Short problem – Rewrite the lines of the listing that run from the line containing "piece, it would be much appreciated." through the end of the listing, both ends included, as a numbered list with any blank lines omitted.

** Start Exercise input **

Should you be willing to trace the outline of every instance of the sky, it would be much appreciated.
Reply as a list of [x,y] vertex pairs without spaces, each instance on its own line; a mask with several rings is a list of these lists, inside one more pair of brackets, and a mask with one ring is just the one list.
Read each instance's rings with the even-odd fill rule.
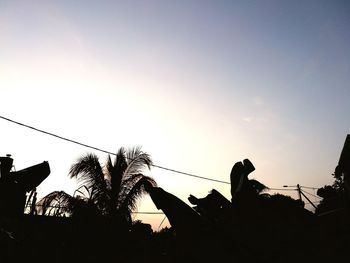
[[[248,158],[268,187],[322,187],[350,133],[349,14],[323,0],[0,0],[0,115],[110,152],[140,145],[202,177],[229,182]],[[107,158],[3,119],[0,131],[17,170],[49,162],[39,196],[73,194],[77,158]],[[188,204],[213,188],[230,199],[228,184],[146,174]],[[139,211],[159,212],[147,196]],[[164,216],[136,218],[157,229]]]

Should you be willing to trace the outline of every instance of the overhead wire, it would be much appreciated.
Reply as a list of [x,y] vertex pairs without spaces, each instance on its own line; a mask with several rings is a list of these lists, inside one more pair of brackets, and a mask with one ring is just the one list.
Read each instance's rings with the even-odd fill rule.
[[[70,142],[70,143],[74,143],[74,144],[77,144],[77,145],[80,145],[80,146],[83,146],[83,147],[86,147],[86,148],[89,148],[89,149],[92,149],[92,150],[96,150],[96,151],[103,152],[103,153],[110,154],[110,155],[114,155],[114,156],[117,155],[116,153],[113,153],[111,151],[107,151],[107,150],[104,150],[104,149],[101,149],[99,147],[95,147],[95,146],[92,146],[92,145],[89,145],[89,144],[81,143],[81,142],[78,142],[76,140],[72,140],[72,139],[69,139],[69,138],[57,135],[55,133],[47,132],[47,131],[44,131],[42,129],[38,129],[36,127],[24,124],[22,122],[18,122],[18,121],[12,120],[10,118],[6,118],[4,116],[0,116],[0,118],[3,119],[3,120],[6,120],[8,122],[12,122],[14,124],[20,125],[22,127],[26,127],[28,129],[31,129],[31,130],[34,130],[34,131],[37,131],[37,132],[40,132],[40,133],[43,133],[43,134],[46,134],[46,135],[49,135],[49,136],[53,136],[53,137],[56,137],[58,139],[61,139],[61,140],[64,140],[64,141],[67,141],[67,142]],[[198,178],[198,179],[202,179],[202,180],[208,180],[208,181],[217,182],[217,183],[223,183],[223,184],[231,184],[230,182],[227,182],[227,181],[222,181],[222,180],[217,180],[217,179],[213,179],[213,178],[199,176],[199,175],[195,175],[195,174],[191,174],[191,173],[186,173],[186,172],[182,172],[182,171],[179,171],[179,170],[167,168],[167,167],[156,165],[156,164],[152,164],[151,166],[155,167],[155,168],[162,169],[162,170],[166,170],[166,171],[169,171],[169,172],[178,173],[178,174],[182,174],[182,175],[187,175],[187,176]],[[317,189],[317,188],[313,188],[313,187],[304,187],[304,188]],[[283,188],[268,188],[267,191],[269,191],[269,190],[295,191],[295,189],[283,189]]]
[[[6,118],[4,116],[0,116],[0,118],[3,119],[3,120],[9,121],[9,122],[15,123],[17,125],[20,125],[20,126],[23,126],[23,127],[29,128],[29,129],[32,129],[34,131],[41,132],[41,133],[44,133],[46,135],[53,136],[53,137],[56,137],[58,139],[61,139],[61,140],[64,140],[64,141],[68,141],[68,142],[71,142],[71,143],[74,143],[74,144],[77,144],[77,145],[80,145],[80,146],[83,146],[83,147],[86,147],[86,148],[90,148],[90,149],[93,149],[93,150],[96,150],[96,151],[99,151],[99,152],[103,152],[103,153],[107,153],[107,154],[110,154],[110,155],[114,155],[114,156],[117,155],[116,153],[113,153],[113,152],[110,152],[110,151],[107,151],[107,150],[104,150],[104,149],[101,149],[101,148],[98,148],[98,147],[95,147],[95,146],[91,146],[91,145],[88,145],[88,144],[85,144],[85,143],[81,143],[81,142],[78,142],[76,140],[72,140],[72,139],[69,139],[69,138],[66,138],[66,137],[63,137],[63,136],[51,133],[51,132],[47,132],[47,131],[44,131],[42,129],[38,129],[38,128],[35,128],[33,126],[24,124],[24,123],[21,123],[21,122],[18,122],[18,121],[14,121],[14,120]],[[203,179],[203,180],[208,180],[208,181],[213,181],[213,182],[223,183],[223,184],[230,184],[229,182],[225,182],[225,181],[221,181],[221,180],[217,180],[217,179],[212,179],[212,178],[208,178],[208,177],[203,177],[203,176],[199,176],[199,175],[195,175],[195,174],[185,173],[185,172],[181,172],[181,171],[178,171],[178,170],[175,170],[175,169],[163,167],[163,166],[160,166],[160,165],[152,164],[151,166],[159,168],[159,169],[163,169],[163,170],[166,170],[166,171],[170,171],[170,172],[173,172],[173,173],[183,174],[183,175],[187,175],[187,176],[191,176],[191,177],[195,177],[195,178],[199,178],[199,179]]]

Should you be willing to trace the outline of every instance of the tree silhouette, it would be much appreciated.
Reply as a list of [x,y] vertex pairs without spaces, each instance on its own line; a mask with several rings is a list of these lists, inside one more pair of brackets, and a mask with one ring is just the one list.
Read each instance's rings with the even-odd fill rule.
[[69,172],[69,176],[80,183],[74,196],[62,191],[52,192],[39,201],[38,211],[47,215],[98,214],[130,224],[131,212],[146,193],[145,184],[156,186],[151,177],[143,174],[151,165],[151,157],[140,147],[128,150],[121,147],[113,161],[108,156],[104,167],[96,154],[86,154]]

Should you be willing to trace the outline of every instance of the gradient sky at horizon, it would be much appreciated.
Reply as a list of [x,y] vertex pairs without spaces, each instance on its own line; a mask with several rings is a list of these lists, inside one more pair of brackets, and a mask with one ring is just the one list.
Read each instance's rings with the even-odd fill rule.
[[[331,184],[350,133],[347,1],[0,0],[0,115],[157,165],[270,187]],[[0,155],[48,160],[40,193],[73,193],[89,149],[0,120]],[[101,162],[105,154],[98,153]],[[229,186],[157,168],[187,202]],[[283,192],[287,193],[287,192]],[[145,198],[143,211],[156,208]],[[162,216],[144,217],[156,228]]]

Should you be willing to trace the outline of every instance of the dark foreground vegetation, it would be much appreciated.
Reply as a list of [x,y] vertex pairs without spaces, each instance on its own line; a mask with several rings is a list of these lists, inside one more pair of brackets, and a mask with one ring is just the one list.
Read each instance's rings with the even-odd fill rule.
[[[71,176],[82,182],[80,195],[54,192],[38,202],[34,190],[48,165],[14,173],[2,159],[1,197],[12,196],[13,206],[0,200],[0,262],[343,262],[350,250],[349,144],[348,136],[334,184],[317,191],[323,199],[315,213],[302,200],[266,194],[248,178],[255,170],[248,159],[232,168],[230,200],[212,189],[189,195],[192,206],[142,174],[152,162],[140,149],[121,149],[105,170],[94,155],[79,159]],[[170,228],[153,232],[132,221],[142,194]]]

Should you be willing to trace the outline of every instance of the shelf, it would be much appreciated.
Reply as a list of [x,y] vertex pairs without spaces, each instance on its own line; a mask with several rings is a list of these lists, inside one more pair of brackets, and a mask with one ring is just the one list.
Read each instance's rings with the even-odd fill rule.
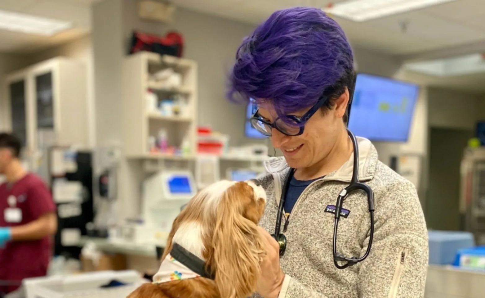
[[221,160],[245,162],[263,162],[269,158],[269,156],[264,155],[236,155],[232,154],[224,154],[219,157]]
[[146,52],[148,63],[162,65],[175,69],[183,70],[190,68],[194,66],[191,60],[174,56],[164,55],[161,56],[157,53]]
[[[168,234],[167,235],[168,236]],[[155,244],[146,243],[138,244],[127,241],[110,241],[107,238],[90,237],[86,236],[81,237],[77,244],[79,247],[83,247],[87,243],[94,243],[100,250],[105,252],[122,253],[127,255],[156,257],[156,247]]]
[[194,155],[174,155],[162,153],[146,153],[141,155],[128,155],[127,157],[136,159],[152,159],[160,160],[191,160],[195,157]]
[[180,87],[167,87],[163,85],[162,83],[156,82],[148,82],[148,89],[153,89],[158,91],[163,91],[165,92],[170,92],[171,93],[178,93],[179,94],[189,95],[192,93],[190,89],[183,86]]
[[192,121],[192,119],[189,117],[184,117],[182,116],[165,116],[155,112],[148,112],[147,115],[149,119],[153,120],[160,120],[162,121],[180,122],[190,122]]

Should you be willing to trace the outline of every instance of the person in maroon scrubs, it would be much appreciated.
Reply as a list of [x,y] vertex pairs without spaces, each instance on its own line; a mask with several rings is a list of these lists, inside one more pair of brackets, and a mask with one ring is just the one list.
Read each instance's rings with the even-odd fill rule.
[[22,166],[21,147],[15,135],[0,133],[0,174],[6,179],[0,184],[0,293],[16,290],[24,278],[47,274],[57,230],[50,192]]

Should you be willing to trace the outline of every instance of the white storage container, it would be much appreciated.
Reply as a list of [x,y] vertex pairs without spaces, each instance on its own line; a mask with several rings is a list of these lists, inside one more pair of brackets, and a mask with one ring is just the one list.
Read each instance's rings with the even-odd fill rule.
[[[113,280],[127,284],[100,287]],[[23,285],[26,298],[121,298],[128,296],[142,282],[135,270],[107,270],[26,279]]]

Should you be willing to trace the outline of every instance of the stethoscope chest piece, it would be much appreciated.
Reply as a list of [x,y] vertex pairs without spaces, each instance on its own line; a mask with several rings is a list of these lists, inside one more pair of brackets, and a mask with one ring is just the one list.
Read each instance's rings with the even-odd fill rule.
[[271,237],[278,242],[279,245],[279,256],[282,256],[285,254],[285,250],[286,250],[286,236],[283,234],[280,234],[277,236],[275,234],[272,234]]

** End Exercise input **

Exercise solution –
1. Should you be willing to trace the outline of every instance of the stethoscope chest piece, it would be much appreciated.
2. Reply as a list of [x,y] vertex pairs without spaces, each instance on its own line; a mask with several rings is a list of these lists, inside one more pair of brackets, and a mask with one ring is just the one list.
3. Read each instance's rings with the even-odd fill rule.
4. [[271,237],[278,242],[279,245],[279,256],[282,256],[285,254],[285,250],[286,250],[286,236],[283,234],[280,234],[277,236],[275,234],[272,234]]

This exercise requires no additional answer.